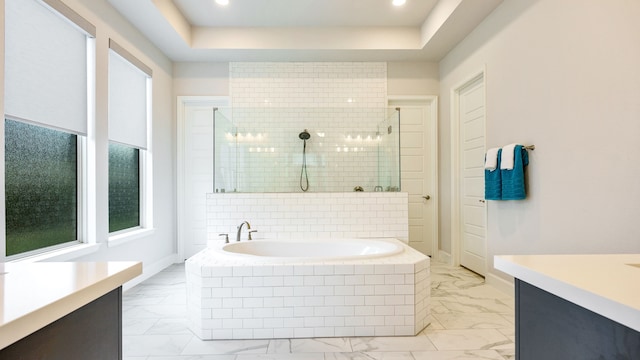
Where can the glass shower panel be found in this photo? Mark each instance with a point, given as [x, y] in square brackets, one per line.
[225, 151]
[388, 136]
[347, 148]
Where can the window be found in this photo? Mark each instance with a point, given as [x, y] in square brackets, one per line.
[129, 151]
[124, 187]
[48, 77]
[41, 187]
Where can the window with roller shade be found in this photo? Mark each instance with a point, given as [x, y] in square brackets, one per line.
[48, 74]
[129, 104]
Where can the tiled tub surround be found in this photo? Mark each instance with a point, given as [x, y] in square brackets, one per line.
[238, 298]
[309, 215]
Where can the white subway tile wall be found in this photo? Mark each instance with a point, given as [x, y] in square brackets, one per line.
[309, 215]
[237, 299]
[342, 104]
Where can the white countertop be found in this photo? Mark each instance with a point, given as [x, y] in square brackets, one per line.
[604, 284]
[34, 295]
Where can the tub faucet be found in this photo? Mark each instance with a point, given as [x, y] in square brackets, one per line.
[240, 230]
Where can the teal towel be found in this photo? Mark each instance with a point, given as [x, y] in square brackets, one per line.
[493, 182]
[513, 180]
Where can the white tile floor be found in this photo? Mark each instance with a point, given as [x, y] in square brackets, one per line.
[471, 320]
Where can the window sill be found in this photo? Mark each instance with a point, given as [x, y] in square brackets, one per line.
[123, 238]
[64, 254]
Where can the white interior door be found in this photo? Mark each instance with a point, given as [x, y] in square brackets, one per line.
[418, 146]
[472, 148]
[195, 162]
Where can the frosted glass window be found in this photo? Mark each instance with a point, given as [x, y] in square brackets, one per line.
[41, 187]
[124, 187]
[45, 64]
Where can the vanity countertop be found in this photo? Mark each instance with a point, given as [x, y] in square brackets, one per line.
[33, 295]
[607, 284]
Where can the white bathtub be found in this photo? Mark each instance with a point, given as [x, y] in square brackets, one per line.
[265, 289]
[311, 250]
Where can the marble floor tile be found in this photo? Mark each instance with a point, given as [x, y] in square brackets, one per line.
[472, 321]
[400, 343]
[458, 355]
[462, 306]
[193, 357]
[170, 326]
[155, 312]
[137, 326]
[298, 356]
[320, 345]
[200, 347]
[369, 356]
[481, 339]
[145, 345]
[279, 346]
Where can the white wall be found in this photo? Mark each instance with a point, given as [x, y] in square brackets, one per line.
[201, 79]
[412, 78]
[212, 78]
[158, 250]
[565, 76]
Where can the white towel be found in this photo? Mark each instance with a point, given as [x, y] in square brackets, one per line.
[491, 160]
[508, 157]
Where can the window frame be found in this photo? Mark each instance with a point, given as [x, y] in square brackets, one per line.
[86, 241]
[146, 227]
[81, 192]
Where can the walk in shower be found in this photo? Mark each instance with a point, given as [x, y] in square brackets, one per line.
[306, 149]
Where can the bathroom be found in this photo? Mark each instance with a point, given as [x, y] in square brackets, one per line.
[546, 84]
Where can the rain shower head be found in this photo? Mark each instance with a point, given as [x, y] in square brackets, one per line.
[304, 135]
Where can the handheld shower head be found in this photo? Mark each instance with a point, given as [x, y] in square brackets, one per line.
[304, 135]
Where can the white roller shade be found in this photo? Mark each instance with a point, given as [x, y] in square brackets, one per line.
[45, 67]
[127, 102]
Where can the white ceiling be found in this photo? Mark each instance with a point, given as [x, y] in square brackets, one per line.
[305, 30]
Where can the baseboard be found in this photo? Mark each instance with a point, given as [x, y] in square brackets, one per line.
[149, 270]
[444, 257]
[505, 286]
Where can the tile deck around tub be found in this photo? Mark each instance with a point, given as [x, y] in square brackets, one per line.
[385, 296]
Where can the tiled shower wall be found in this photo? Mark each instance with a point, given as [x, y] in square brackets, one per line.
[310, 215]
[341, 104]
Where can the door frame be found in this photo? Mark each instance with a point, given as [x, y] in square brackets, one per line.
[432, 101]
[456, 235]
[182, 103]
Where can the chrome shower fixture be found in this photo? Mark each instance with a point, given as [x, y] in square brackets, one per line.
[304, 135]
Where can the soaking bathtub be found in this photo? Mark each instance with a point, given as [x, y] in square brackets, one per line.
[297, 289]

Do this: Repeat exactly, and only, the lines from the one containing "Where can the tile deck" through the end of the material.

Full answer:
Where can the tile deck around tub be found in this photo? Mark each instance with a point, given as [x, y] in square brackets, one per line.
[385, 296]
Where can the tiled shower wall be found in this photo? Mark each instance with a point, given as [x, y] in square brackets, one per line.
[310, 215]
[341, 104]
Where can the door frame be found in this photo? Mark each instance with a point, given as [x, y] in square brackets, one per line.
[432, 101]
[456, 235]
[182, 103]
Where can the chrome shower fixture be found in this photo? Mark each instance with a point, given as [x, y] in square brackets, one per line.
[304, 135]
Where can the soaking bathtub be found in this photo? Mark each instance with a point, given as [x, y] in square brackets, one per line.
[297, 289]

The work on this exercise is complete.